WHAT YOU NEED TO DO ->
**a)** How would you translate this sentence from the excerpt on Ugandan radio stations into Spanish: "Mr Sserumaga challenged the ban in court but the case has never been heard to date."
**b)** Can you copy the stretch of the excerpt on Ugandan radio stations from "One fears that" through "heard to date."?

But the onslaught on radio stations, it appears, is not stopping in the countryside. At CBS, Buganda Kingdom’s radio station housed at Mengo in Kampala, recent media reports say CBS management was forced to suspend two vocal MPs, Mukono Municipality’s Betty Nambooze and Mr Nsereko, from the political talk-show Kkiriza oba gaana, hosted by Medi Nsereko.
The station Managing Director, Mr Godfrey Kaaya Kavuma, however, said he had never received any letter from UCC to that effect.

Ms Nambooze, however, said she was called by a “junior person” at CBS who told her that she would no longer be invited for the programme. “And, indeed, I have never been invited again,” Ms Nambooze said.
She added, “maybe the top management was put under informal pressure without a formal letter being written.”

One fears that some of the radio station workers or panelists could suffer the fate of Robert Kalundi Sserumaga, the former host of Radio One’s public affairs programme, Spectrum. Mr Sserumaga has been off air since 2009, when Mr Mutabaazi, then the head of the Broadcasting Council, wrote a letter banning him from hosting the show.
Mr Sserumaga challenged the ban in court but the case has never been heard to date.

It remains to be seen whether the heightened onslaught on media outlets will stem the “indiscipline” which the president complains about.
In the meantime, human rights defenders and journalists groups have protested the restriction of the already relatively narrow space to freely enjoy the constitutional right to freedom of expression, which includes freedom of the press (media).

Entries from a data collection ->
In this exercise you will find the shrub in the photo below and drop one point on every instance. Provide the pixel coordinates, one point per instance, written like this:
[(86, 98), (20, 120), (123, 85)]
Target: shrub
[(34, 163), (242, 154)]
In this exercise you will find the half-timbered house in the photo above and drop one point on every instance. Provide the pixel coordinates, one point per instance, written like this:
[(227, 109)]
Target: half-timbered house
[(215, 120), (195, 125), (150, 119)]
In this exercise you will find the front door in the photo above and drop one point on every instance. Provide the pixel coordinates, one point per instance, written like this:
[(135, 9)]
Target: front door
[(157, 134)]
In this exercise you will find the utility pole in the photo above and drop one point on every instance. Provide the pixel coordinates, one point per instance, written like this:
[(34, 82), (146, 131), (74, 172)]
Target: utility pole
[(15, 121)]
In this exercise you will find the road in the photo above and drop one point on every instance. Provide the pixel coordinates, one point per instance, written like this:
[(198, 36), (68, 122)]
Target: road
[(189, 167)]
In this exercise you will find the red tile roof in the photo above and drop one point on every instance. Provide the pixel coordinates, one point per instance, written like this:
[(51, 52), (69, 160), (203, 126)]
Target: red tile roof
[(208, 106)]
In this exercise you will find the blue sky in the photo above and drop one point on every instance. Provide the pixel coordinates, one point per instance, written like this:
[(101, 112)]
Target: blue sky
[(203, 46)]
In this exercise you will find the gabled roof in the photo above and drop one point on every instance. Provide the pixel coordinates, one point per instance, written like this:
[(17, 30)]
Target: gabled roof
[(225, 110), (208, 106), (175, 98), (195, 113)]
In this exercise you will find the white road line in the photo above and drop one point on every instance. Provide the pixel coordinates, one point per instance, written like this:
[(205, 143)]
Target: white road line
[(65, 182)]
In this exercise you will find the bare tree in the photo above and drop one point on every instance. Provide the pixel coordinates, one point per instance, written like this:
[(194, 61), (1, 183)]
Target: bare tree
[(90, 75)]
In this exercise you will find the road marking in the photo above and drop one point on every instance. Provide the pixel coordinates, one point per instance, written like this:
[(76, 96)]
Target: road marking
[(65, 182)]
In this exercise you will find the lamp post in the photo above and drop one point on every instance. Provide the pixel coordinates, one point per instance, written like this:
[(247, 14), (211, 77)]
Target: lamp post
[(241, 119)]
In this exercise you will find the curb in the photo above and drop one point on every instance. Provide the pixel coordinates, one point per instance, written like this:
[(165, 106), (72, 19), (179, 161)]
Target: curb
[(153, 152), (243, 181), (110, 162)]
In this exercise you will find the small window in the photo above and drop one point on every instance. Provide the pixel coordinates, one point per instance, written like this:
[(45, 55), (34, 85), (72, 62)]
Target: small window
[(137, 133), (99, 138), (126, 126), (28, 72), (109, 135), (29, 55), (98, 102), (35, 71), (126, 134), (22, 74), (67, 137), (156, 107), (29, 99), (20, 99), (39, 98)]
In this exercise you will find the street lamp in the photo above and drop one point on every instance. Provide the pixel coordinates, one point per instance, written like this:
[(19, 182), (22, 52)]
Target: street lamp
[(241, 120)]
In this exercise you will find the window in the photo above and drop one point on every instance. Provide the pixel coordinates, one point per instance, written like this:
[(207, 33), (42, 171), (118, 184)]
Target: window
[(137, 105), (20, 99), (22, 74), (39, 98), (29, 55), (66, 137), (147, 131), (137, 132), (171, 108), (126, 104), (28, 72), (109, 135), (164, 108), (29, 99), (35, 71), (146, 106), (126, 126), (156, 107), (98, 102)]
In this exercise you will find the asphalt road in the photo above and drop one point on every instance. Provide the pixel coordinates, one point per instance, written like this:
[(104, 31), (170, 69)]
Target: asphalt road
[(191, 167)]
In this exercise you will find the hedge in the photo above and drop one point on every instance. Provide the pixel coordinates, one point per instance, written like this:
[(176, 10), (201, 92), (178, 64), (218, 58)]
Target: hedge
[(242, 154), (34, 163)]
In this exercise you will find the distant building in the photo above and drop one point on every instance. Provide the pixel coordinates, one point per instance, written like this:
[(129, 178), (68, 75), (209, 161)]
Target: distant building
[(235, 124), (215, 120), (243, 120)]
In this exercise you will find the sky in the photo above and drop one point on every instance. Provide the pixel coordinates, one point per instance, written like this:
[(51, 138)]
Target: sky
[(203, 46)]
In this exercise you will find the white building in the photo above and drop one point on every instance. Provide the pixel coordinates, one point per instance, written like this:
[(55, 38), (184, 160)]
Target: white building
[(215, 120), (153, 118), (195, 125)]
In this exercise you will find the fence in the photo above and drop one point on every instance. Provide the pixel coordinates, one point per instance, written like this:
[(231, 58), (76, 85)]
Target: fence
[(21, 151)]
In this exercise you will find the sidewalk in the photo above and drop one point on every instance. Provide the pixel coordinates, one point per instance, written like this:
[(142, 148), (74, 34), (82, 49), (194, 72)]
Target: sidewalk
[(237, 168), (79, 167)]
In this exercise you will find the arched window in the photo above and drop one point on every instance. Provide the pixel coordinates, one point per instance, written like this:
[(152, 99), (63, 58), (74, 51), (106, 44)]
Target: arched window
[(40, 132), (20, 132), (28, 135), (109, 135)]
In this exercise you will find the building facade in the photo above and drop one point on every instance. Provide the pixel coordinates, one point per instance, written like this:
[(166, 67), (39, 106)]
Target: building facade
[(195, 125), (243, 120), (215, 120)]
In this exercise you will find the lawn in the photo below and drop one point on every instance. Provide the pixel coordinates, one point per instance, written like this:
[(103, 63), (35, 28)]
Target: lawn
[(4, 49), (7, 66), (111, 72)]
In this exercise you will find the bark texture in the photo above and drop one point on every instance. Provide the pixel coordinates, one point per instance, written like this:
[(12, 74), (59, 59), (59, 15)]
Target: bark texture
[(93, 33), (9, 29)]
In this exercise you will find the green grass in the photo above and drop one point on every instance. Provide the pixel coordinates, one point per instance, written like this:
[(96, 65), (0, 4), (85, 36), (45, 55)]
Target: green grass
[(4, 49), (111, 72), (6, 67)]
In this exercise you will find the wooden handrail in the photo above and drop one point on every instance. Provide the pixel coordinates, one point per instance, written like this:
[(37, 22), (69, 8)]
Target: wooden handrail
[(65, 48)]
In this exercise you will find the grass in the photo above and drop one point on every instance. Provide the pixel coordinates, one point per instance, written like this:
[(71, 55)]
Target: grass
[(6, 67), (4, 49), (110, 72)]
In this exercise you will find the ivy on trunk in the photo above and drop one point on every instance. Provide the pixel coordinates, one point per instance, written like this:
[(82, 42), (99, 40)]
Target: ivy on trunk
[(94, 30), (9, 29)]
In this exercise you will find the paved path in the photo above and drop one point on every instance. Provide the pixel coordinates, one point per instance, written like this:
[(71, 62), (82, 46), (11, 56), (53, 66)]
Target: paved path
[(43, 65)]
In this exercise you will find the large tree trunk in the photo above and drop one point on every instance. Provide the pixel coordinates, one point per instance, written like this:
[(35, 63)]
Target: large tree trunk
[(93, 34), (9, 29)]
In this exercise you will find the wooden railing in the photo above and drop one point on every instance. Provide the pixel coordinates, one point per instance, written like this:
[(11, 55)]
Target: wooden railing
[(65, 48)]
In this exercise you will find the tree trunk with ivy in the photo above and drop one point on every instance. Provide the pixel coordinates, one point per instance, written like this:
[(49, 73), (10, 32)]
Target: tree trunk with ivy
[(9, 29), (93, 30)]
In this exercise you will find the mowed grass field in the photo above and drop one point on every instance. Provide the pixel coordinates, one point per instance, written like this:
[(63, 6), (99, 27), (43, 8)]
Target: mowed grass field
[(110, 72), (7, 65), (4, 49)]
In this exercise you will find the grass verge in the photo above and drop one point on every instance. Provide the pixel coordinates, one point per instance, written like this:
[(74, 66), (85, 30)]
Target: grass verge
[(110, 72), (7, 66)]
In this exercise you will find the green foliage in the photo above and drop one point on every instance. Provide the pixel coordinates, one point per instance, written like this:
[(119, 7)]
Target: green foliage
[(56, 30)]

---

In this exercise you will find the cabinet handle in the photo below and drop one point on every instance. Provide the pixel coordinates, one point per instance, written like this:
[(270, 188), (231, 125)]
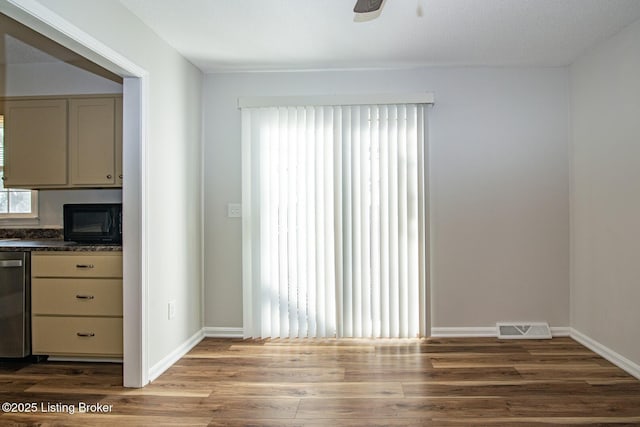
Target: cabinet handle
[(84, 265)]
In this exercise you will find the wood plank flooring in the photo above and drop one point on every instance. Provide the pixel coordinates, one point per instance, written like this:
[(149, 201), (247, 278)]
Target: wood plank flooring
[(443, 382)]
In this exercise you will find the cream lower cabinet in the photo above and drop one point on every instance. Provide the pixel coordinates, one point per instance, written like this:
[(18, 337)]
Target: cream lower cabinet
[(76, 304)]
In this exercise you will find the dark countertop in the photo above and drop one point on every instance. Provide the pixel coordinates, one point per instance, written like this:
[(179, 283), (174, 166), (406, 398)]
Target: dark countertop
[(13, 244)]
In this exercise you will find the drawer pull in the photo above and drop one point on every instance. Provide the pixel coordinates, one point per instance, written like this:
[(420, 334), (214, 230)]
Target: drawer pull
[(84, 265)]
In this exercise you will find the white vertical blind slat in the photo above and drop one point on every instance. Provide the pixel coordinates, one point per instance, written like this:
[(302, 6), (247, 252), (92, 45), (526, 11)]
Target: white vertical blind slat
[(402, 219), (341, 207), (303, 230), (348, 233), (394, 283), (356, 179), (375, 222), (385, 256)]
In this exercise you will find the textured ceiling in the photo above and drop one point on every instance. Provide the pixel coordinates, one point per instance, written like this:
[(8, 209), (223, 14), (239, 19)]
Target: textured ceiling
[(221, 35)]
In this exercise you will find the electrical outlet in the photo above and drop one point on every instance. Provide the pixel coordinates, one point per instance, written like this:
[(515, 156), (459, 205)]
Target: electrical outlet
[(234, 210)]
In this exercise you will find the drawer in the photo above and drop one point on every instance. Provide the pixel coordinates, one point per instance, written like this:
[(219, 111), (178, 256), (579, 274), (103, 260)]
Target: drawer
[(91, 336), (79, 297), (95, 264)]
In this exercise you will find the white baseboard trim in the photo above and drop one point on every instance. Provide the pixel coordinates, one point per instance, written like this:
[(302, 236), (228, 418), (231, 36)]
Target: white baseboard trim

==

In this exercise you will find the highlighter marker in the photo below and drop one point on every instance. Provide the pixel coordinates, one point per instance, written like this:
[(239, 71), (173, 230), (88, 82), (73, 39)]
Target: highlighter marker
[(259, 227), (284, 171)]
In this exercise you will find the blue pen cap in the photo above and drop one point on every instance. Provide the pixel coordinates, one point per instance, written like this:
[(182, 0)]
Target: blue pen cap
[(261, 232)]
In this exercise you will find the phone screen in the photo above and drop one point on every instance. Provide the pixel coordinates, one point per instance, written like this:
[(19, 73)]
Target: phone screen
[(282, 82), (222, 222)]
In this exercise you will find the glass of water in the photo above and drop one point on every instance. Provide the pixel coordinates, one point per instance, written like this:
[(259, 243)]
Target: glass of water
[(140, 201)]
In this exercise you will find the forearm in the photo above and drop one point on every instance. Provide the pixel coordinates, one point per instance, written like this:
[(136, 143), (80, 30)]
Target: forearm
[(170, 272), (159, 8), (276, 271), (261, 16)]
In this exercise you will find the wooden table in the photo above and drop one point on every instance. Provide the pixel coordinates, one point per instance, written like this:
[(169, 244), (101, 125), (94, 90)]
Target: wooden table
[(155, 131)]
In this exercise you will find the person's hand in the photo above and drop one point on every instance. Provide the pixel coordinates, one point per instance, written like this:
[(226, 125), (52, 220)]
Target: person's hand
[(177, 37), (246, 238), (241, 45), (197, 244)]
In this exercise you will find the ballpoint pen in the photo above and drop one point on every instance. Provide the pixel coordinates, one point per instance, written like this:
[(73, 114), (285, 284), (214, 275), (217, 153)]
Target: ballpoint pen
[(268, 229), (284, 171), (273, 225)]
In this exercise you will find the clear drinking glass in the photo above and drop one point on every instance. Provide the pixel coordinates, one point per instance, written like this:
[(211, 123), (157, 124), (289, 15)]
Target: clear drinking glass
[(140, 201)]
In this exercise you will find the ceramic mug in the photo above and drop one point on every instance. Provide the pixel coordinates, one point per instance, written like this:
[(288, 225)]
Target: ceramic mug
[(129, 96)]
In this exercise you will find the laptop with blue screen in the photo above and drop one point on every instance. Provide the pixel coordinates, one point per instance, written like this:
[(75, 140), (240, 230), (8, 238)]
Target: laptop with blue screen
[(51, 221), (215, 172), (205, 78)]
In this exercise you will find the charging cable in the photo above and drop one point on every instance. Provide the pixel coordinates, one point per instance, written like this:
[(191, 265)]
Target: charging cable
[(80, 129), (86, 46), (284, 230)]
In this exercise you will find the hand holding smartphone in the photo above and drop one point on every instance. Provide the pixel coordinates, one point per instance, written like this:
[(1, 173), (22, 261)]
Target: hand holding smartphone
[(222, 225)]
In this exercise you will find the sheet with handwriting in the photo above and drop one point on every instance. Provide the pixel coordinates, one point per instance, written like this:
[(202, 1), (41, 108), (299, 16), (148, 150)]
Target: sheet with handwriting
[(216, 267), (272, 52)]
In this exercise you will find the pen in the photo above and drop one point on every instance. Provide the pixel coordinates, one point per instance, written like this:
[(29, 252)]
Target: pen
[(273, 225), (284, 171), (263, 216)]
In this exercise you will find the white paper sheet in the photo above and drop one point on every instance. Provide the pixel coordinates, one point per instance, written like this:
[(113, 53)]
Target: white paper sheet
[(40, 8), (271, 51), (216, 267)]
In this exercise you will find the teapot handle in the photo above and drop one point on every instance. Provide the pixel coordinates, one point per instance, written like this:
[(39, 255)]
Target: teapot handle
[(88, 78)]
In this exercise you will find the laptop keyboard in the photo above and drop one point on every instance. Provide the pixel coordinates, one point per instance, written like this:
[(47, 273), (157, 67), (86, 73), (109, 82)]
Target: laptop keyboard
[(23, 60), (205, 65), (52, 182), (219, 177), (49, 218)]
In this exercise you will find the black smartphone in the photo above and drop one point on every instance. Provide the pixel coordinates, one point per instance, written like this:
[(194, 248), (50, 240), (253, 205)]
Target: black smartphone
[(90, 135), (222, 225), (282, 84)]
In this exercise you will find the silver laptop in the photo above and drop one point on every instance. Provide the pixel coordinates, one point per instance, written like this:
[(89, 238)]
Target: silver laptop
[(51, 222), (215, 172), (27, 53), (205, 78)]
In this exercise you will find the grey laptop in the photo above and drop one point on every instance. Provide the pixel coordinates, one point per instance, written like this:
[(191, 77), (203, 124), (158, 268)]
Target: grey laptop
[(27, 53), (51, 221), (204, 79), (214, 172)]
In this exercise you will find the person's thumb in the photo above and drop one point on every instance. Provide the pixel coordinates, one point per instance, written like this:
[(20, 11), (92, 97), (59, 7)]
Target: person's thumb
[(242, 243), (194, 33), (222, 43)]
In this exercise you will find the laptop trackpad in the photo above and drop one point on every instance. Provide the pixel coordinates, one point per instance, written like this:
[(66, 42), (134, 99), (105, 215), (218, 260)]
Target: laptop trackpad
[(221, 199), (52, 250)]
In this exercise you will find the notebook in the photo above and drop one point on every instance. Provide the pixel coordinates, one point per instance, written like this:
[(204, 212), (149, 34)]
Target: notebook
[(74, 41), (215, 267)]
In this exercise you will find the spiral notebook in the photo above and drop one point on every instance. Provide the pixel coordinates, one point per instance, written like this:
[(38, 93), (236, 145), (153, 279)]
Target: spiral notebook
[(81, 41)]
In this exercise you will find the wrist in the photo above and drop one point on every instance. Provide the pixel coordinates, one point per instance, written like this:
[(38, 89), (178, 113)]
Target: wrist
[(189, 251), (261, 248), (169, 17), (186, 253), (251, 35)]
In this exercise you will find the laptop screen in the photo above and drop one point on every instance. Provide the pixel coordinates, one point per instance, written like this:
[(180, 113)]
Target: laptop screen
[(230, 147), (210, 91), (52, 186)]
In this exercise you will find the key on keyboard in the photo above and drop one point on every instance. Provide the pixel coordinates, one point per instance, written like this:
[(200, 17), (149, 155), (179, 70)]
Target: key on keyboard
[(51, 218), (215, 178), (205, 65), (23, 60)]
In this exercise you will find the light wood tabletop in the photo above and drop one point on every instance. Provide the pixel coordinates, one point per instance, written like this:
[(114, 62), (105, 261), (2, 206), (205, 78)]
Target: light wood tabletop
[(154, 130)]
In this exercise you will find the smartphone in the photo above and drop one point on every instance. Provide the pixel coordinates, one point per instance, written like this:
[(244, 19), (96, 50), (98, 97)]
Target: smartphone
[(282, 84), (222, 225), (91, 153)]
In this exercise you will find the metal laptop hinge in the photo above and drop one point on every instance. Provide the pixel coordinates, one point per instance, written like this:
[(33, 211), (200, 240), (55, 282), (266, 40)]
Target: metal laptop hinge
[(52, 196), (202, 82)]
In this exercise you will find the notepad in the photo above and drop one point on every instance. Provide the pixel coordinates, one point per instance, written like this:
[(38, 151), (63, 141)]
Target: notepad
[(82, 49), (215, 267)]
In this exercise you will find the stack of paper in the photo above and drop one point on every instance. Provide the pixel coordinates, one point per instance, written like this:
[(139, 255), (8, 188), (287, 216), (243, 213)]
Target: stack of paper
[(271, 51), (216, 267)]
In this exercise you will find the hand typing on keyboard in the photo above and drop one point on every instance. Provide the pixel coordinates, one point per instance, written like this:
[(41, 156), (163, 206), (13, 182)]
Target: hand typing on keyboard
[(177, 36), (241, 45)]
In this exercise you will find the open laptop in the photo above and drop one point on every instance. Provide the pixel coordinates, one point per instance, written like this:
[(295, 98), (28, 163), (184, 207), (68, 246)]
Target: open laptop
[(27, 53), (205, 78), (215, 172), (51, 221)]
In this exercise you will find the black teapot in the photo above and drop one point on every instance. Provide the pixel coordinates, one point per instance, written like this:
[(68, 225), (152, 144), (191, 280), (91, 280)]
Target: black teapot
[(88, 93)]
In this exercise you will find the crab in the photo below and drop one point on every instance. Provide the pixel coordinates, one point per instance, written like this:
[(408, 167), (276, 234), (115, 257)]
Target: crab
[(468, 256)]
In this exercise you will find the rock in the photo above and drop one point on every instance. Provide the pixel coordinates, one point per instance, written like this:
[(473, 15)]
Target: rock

SET OF ANSWERS ->
**a)** El Sr. Sserumaga impugnó la prohibición ante los tribunales, pero hasta la fecha el caso nunca se ha visto.

**b)**
One fears that some of the radio station workers or panelists could suffer the fate of Robert Kalundi Sserumaga, the former host of Radio One’s public affairs programme, Spectrum. Mr Sserumaga has been off air since 2009, when Mr Mutabaazi, then the head of the Broadcasting Council, wrote a letter banning him from hosting the show.
Mr Sserumaga challenged the ban in court but the case has never been heard to date.